** Opening TASK INPUTS block **

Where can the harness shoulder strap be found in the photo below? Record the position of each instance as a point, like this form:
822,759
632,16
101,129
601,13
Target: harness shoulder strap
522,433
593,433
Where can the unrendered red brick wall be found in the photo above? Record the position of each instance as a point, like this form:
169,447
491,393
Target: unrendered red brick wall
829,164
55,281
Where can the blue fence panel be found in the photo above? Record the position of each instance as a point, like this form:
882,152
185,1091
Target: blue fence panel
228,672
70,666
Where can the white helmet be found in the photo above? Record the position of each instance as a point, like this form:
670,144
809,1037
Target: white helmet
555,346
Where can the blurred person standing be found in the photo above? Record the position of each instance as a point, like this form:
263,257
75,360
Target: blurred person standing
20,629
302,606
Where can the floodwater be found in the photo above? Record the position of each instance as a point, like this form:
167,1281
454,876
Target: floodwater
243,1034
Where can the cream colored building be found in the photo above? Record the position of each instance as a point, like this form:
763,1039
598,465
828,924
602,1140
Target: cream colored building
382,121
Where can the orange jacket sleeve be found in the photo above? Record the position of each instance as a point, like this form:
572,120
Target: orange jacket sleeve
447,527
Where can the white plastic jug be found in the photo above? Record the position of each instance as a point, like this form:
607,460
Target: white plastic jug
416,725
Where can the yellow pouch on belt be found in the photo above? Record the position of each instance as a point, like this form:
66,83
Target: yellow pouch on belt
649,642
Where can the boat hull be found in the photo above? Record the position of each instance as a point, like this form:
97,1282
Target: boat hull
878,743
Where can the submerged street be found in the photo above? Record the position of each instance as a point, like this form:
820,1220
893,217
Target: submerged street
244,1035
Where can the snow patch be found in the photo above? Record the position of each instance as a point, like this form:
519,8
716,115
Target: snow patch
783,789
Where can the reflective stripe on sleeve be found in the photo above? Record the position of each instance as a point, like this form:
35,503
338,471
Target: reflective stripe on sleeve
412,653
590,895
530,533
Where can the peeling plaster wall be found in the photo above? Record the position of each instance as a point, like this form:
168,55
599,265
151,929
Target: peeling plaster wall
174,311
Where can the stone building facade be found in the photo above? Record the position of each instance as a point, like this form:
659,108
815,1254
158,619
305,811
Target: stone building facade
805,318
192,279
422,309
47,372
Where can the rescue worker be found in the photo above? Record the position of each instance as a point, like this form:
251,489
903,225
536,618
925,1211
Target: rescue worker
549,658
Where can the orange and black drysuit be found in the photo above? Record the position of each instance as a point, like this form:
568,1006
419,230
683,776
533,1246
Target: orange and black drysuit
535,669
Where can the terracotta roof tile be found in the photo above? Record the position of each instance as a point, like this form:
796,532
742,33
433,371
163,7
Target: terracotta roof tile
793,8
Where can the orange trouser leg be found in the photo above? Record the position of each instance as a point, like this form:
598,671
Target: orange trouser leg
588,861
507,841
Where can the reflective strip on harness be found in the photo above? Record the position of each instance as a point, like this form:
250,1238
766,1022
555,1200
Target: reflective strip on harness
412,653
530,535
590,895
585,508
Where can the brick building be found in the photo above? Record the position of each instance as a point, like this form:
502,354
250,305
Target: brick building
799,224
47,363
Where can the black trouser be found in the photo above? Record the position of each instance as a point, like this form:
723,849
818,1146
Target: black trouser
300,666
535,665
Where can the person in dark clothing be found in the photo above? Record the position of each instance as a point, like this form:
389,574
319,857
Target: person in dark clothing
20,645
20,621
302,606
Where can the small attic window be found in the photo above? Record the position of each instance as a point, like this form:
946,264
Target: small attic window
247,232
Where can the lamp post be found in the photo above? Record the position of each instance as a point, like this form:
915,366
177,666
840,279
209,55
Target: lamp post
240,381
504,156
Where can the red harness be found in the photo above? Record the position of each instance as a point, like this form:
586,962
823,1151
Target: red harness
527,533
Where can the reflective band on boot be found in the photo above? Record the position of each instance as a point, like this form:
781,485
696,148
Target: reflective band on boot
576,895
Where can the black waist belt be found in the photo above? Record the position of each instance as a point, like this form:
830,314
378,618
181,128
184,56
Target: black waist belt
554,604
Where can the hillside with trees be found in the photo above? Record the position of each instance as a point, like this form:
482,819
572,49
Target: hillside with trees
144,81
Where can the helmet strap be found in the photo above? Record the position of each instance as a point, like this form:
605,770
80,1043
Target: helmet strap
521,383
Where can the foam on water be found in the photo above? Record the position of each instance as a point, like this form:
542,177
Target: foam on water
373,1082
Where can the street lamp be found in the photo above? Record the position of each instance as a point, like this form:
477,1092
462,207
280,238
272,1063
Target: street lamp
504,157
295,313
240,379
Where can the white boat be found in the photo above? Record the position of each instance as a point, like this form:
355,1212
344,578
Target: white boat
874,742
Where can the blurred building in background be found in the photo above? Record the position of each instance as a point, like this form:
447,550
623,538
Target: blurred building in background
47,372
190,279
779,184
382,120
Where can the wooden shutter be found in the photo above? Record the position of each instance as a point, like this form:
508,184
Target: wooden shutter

** Closing TASK INPUTS block **

▸ **TASK DETAILS**: Each entry above is to be copied out exactly.

▸ **EXERCISE SOLUTION**:
Where can the harness shoulder strap be found in the photo below? Record the position of each instance as a point, like this form:
822,759
632,16
101,129
601,13
Target: harness shoulder strap
522,433
593,433
Where can the unrendered red brick wall be found in the photo above? Record the position of each instance as a point, like this form:
169,447
491,393
Target: unrendered red brick wall
829,164
55,281
Where can the blue fence panel be found in the photo above? Record the position of each instance as a point, like this form:
882,152
185,1091
Target: blue fence panel
228,672
70,666
Where can the white helmet be found in the photo above? Record the position of each instance as a point, like this form:
670,144
809,1037
Target: white helmet
555,346
Where can the blurred person standing be found in the photo above? Record the position of each instance as a point, like this form:
263,257
75,360
Target: blurred person standing
20,629
302,606
Where can the floodwater be found in the photo above? Record the position of each instance as a point, like this form:
167,1281
454,876
Target: floodwater
243,1034
Where can the cream colored building be found in the photo above? Record the position of each instance as a point, like this form:
763,1039
598,465
828,924
602,1140
Target: cream colored building
382,121
Where can the orange jacket sleeve be found in the photo above? Record the position of each instance as a point, like this form:
572,120
Target: orange jacket sleeve
447,527
Where can the white plastic jug be found in the photo above? Record the position of each instance as a point, like this form:
607,460
Target: white plastic jug
416,725
Where can the yellow pouch on belt be found in the photo above? Record the position of each instance as a point, like this form:
66,83
Target: yellow pouch on belt
649,642
Where can the boat hull be found in the photo above? Record the position of each instance as a point, like this form:
97,1282
Target: boat hull
878,743
Where can the submerged street be found in the photo above? Record the position of each instance as a point, like this form:
820,1220
893,217
Target: submerged street
244,1035
Where can the snow patch be found in the photo above? Record the position of each instance as a point, like this form:
519,8
716,115
Target: snow patch
783,789
Where can the reflective stripe on sleeve be found in the photo above? Record the position of each instance as a point, like this form:
35,503
338,471
Target: reflective stripe on sleeve
412,653
590,895
530,533
Where can the peeling plaster wall be found in the photo above? Record the position of each instance as a point, like this form:
168,55
599,265
151,929
Target: peeling plaster wall
174,311
Where can the stone building facade be found in the photo above? Record the position of each instance as a point, like this form:
659,108
815,1254
158,619
305,811
Target: stone building facade
805,318
192,279
422,309
47,372
Where can the rescue worker be found in the photo above? Record the position of each instance as a point, like this form:
251,489
903,225
536,618
925,1211
Target: rescue worker
549,658
Where can the orange and black drysuit be found in the photo above? Record the position of each instance as a point, like this form:
568,1006
419,230
683,776
533,1246
Target: orange and black drysuit
535,669
Where can the terracotta roof tile be found in the photo above? Record the position of each instance as a point, like this form:
796,532
742,33
433,371
163,7
Target: terracotta roof tile
793,8
Where can the orange trouser leg be found in the photo above? Record the position of each instance as a point, like this form:
598,671
Target: orange trouser leg
588,861
507,841
Where can the reflective strip on harness be found in the photo above? Record the position of each instance as a point, like this form:
250,1238
766,1022
555,1200
Target: reflective strip on harness
412,653
530,535
590,895
585,508
Where can the brick building be found in the photo above? Record the position of each instance as a point, like this form:
502,354
250,305
Target: brick building
799,224
47,363
Where can the black trouser be found in the photo above? Record the position of each instance as a point, like this form:
723,849
818,1146
Target: black trouser
300,666
535,665
Where can the person in dark clothing be found in the photo above? Record the position of each instance as a point, like this form:
389,574
319,857
Target: person in dark clothing
20,645
20,621
302,606
Where can the small attic window be found in the photo above? Record the position of each instance as a point, like this form:
946,264
Target: small attic window
247,232
Where can the lamp post be found in the photo above? Record the position of each instance as a point, like this form:
915,366
177,666
840,279
209,55
Target: lamp post
240,381
504,156
Where can the red harness be found in the photo above? Record the position of each instance as a point, like this form:
586,962
823,1151
Target: red harness
527,533
Where can the reflective band on boot be found in the photo above? Record the position of each instance as a point, like this form:
781,485
696,148
Target: reflective band on boot
576,895
Where can the black waist belt be found in the photo above? Record the position of each instance as a point, like this form:
830,314
378,618
181,128
184,56
Target: black waist belt
554,604
Where can the hillside with trees be found in the photo above? Record the position of each instance as a point, like this form:
482,819
572,49
Target: hillside with trees
144,81
Where can the helmet strap be found in the photo above? Record the position of each instance as a point, like this form:
605,770
80,1043
Target: helmet strap
521,383
Where can the foam on water be found in the photo above? Record the position of each instance as a point, like this form:
542,177
Target: foam on water
373,1082
Where can the street lamp be found in the photo above? Record the position of each instance as a point, like this form:
477,1092
462,207
280,238
272,1063
Target: street lamp
504,157
295,313
240,379
Where can the white boat be found in the photo above? Record the position of each instance as a point, like this form:
355,1212
344,578
Target: white boat
874,742
Where can the blurred building in background be found in the photo above? Record the position of each instance as a point, like this form:
447,550
623,538
Target: blurred building in background
47,372
190,279
779,184
382,120
Where can the wooden shutter be found in the photo above? Record the position of each instance as a point, like this form:
508,184
Target: wooden shutter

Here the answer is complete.